SOURCE TEXT:
Before VAN OOSTERHOUT and BLACKMUN, Circuit Judges, and REGISTER, District Judge.

VAN OOSTERHOUT, Circuit Judge.


This is an action commenced by the Government pursuant to 7402(a) and 7403, Internal Revenue Code, 1954, 26 U.S.C.A. 7402(a), 7403, to enforce payment of taxes, to foreclose tax liens, to secure restraining orders and injunctions, and the appointment of a receiver.


This case is still in its early stages and these appeals are from an order of December 2, 1959, appointing a temporary receiver over certain assets, and an ex parte order of December 31, 1959, directing the marshal to place the receiver in charge of the assets of Reserve Estate Life Insurance Company, hereinafter called Reserve Life. Discussion of the conflicting facts and legal problems presented by this litigation will be confined to the issues presented by these appeals.


The complaint alleges that Andrew J. Florida and wife are indebted to the Government for income taxes for the year 1949 and the years 1951 to 1954, inclusive, in the sum of $3,882,466.55; that George H. Florida and wife are similarly indebted for federal income taxes for the years 1951 to 1954, inclusive, in the amount of $1,662,052.49; that valid assessments had been made against the taxpayer for such delinquent taxes, pursuant to the statute. The Commissioner also made substantial assessments against a laege number of defendant Arkansas and Tennessee corporations owned and controlled by Andrew J. and George H. Florida, which corporations he claimed had not fulfilled separate corporate purposes but were in fact merely alter egos for the taxpayers. It is alleged that Andrew J. Florida and wife are liable as transferees under the trust fund theory for taxes of a number of such corporations and in the amount of $2,513,415.03, and that George H. Florida and wife have a similar liability in the amount of $1,699,000.19.


The complaint alleges that the Floridas had filed false and fraudulent income tax returns with intent to evade taxes; that they own property within the court's jurisdiction; that the taxpayers were insolvent; that their assets had been concealed and shifted about and dissipated; that a receiver was necessary to prevent transfers and concealment of taxpayers' property and to preserve said property as a source for enforcement of liability for taxes.


The court, after a hearing, on December 2, 1959, appointed a receiver pendente lite over the property of Andrew J. Florida and George H. Florida, and their wives, and the property of the defendant Arkansas and Tennessee puppet corporations. A receivership was denied over the assets of the defendant Reserve Life.


The court's memorandum opinion supporting its December 2, 1959, order is reported at 178 F.Supp. 627. On the issue of receivership for Reserve Life, the court states:


'Although the Court is convinced that there should be a receivership, it is not felt that the same should extend to Reserve Estate Life Insurance Company itself. That company is solvent, according to its last balance sheet. The appointment of a receiver might well have an adverse effect on the company's policy holders, its value as a going concern, and its future prospects. This the Court would avoid. It would seem that the rights of the Government can be adequately protected if the receiver assumes control of the stock of the insurance comapny, as contrasted to the company itself and its assets. With the receiver in control of the stock, he can exercise all rights that the owners thereof could exercise.' 178 F.Supp. at page 632.

SUPPLIED MATERIAL:

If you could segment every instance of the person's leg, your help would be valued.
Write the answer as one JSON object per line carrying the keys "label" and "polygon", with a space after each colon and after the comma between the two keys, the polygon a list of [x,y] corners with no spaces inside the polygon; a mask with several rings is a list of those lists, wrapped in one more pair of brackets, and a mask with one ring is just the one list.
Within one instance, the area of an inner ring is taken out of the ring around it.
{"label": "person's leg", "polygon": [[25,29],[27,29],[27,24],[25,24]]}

EXERCISE BRIEF: Rewrite the court opinion starting with "VAN OOSTERHOUT, Circuit" and going on through "of a receiver.", putting "United States" in place of "Government".

EXERCISE RESPONSE:
VAN OOSTERHOUT, Circuit Judge.


This is an action commenced by the United States pursuant to 7402(a) and 7403, Internal Revenue Code, 1954, 26 U.S.C.A. 7402(a), 7403, to enforce payment of taxes, to foreclose tax liens, to secure restraining orders and injunctions, and the appointment of a receiver.